# [Verilen metin]

Son nefesine kadar gözaltında kaybedilen oğlu Kırbayır’ı aradığını ifade eden Arcan, Berfo Ana’nın kararlılığını ve azmini şu sözlerle anlattı: “İlerleyen yaşına rağmen sesini duyurmak için her yere gitti, her şeyi yaptı. Biz ve çocukları kendisi için çok zor olacak diye Ankara’daki 12 Eylül duruşmalarına gitmesini istemedik. Ama o davaya müdahil oldu. ‘Kararlıyım ambulansla da olsa gideceğim, Cemil’imi kaybedenlerin karşısına dikileceğim’ dedi. Ambulansla Ankara’ya gitti. Büyük alkışlar eşliğinde duruşma salonuna girdi.”

[Veri kümesi girdileri]
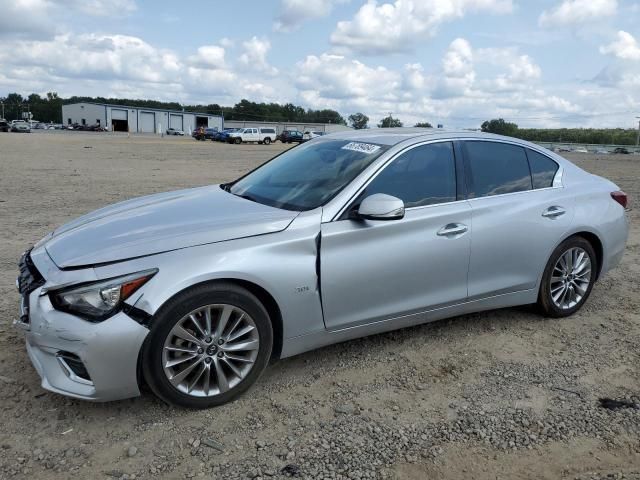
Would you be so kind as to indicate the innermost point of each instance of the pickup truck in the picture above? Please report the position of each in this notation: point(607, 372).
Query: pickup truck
point(264, 135)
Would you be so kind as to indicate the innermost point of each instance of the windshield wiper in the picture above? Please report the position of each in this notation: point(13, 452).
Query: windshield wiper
point(246, 196)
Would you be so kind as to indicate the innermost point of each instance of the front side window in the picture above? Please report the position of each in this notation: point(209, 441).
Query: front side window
point(424, 175)
point(496, 168)
point(543, 169)
point(307, 176)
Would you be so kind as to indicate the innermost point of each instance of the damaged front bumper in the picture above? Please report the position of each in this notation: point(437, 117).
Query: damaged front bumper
point(78, 358)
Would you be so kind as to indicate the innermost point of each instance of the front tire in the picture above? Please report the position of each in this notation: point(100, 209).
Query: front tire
point(568, 278)
point(207, 345)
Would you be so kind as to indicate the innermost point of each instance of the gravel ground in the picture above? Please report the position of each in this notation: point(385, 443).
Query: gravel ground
point(504, 394)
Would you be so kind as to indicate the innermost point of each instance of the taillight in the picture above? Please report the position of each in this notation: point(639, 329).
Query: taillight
point(620, 197)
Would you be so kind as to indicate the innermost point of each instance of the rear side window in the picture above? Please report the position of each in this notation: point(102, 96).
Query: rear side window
point(496, 168)
point(543, 169)
point(424, 175)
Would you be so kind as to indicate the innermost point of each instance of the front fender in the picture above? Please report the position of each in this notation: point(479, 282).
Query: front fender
point(282, 263)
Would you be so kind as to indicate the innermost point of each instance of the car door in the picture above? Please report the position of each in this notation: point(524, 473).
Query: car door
point(519, 215)
point(375, 270)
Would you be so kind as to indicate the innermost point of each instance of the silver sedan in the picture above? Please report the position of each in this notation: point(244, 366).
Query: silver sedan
point(350, 234)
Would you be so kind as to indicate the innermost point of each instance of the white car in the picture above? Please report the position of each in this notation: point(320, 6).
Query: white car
point(308, 135)
point(264, 135)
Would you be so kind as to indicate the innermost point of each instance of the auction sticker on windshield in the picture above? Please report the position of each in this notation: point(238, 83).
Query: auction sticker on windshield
point(361, 147)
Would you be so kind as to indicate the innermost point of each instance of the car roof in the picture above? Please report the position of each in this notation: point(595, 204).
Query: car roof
point(393, 136)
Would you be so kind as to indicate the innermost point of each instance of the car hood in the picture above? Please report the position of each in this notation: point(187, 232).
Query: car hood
point(160, 223)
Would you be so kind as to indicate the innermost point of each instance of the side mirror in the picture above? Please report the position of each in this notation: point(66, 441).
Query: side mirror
point(381, 206)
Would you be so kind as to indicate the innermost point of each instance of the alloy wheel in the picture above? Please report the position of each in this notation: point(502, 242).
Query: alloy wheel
point(570, 278)
point(210, 350)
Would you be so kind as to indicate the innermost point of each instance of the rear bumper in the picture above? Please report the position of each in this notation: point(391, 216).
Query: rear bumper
point(108, 351)
point(616, 241)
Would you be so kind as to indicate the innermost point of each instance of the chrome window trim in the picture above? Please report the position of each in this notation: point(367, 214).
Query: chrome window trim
point(557, 179)
point(394, 156)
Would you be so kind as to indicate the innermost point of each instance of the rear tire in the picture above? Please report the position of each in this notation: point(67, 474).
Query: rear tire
point(221, 366)
point(568, 278)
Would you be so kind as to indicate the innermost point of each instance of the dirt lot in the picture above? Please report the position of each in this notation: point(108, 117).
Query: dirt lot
point(504, 394)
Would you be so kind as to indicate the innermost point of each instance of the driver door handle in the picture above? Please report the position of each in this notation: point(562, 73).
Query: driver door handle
point(553, 212)
point(452, 229)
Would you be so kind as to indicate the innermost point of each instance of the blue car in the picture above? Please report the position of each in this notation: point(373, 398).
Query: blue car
point(223, 136)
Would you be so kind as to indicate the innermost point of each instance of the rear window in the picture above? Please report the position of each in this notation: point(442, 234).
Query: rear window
point(543, 169)
point(496, 168)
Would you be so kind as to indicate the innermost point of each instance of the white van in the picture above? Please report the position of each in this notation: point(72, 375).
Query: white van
point(264, 135)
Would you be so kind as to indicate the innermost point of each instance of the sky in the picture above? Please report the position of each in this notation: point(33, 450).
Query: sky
point(538, 63)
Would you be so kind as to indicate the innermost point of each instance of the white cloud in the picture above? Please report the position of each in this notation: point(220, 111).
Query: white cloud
point(255, 55)
point(398, 26)
point(577, 12)
point(209, 56)
point(458, 74)
point(293, 13)
point(625, 47)
point(337, 77)
point(25, 19)
point(100, 8)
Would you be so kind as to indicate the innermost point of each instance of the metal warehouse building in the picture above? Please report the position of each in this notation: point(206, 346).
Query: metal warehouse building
point(121, 118)
point(280, 126)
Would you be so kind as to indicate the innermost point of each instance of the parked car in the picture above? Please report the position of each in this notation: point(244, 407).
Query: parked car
point(198, 133)
point(621, 150)
point(193, 292)
point(223, 136)
point(264, 135)
point(210, 133)
point(20, 127)
point(289, 136)
point(309, 135)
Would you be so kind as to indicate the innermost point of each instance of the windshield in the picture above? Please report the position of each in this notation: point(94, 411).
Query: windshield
point(309, 175)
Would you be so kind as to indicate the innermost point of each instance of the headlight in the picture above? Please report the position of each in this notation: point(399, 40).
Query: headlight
point(98, 301)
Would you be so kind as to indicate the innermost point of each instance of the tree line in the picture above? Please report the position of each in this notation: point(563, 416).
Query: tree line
point(49, 109)
point(615, 136)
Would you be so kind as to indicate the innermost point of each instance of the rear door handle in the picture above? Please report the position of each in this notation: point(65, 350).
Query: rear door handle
point(553, 212)
point(452, 229)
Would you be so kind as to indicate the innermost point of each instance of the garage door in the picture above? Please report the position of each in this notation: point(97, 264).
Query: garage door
point(117, 114)
point(175, 121)
point(147, 122)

# [Alıştırma görevleri]
1/ Berfo Ana hakkındaki metne göre aşağıdaki soruları yanıtlayın.
(a) Gözaltında kaybedilen oğulun adı metinde hangi iki biçimde geçiyor?
(b) Berfo Ana hangi şehirdeki hangi duruşmalara katıldı?
(c) Berfo Ana duruşmaların yapıldığı şehre hangi araçla gitti?
2/ Berfo Ana'nın kararlılığını anlatan metni son cümlesinden itibaren sürdürün.

# [Görev yanıtları]
1/
(a) Kırbayır ve Cemil.
(b) Ankara'daki 12 Eylül duruşmalarına.
(c) Ambulansla.

2/
‘YA YAŞIYORSA DUYGUSU...’
Berfo Ana’nın oğlu Cemil için evin kapısını açık bıraktığını anımsatan Arcan, devamla şunları ifade etti: “Bu ruh hali aslında tüm kayıp yakınlarının ruh halidir. Gözaltında kaybedilen sevdiklerinin öldüğünü akıllarıyla kabul etseler de kalpleri ile reddetme duygusunun dışa vurumudur. Mezarsızlık hali her zaman ölümün reddi ve ‘ya yaşıyorsa’ duygusunu barındırır. Bir başka anne gözaltında kaybedilen oğlunun kemiklerini mağaradaki kör bir kuyuda bulup defnedinceye kadar, 21 yıl boyunca oğlunun en sevdiği yemeği aniden gelirse diye buzdolabında hazır bulundurdu.”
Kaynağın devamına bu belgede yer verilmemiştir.